WHAT IS REQUIRED | Put every line of the data into a JSON list of strings, one string per line, with blank lines omitted. Leave out the pictures.

(Position identification data)
---------------
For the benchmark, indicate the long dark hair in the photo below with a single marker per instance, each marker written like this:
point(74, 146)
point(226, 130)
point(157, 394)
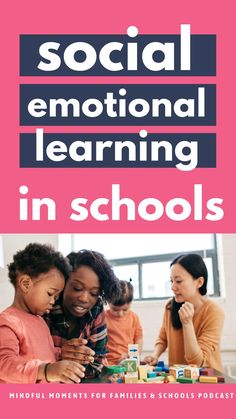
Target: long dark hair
---------------
RESULT OF THE EXERCISE |
[
  "For the benchmark, indicate the long dark hair in the photo below with a single marker per instance, each marker written like this:",
  "point(74, 146)",
  "point(226, 130)",
  "point(157, 394)",
  "Target: long dark hair"
]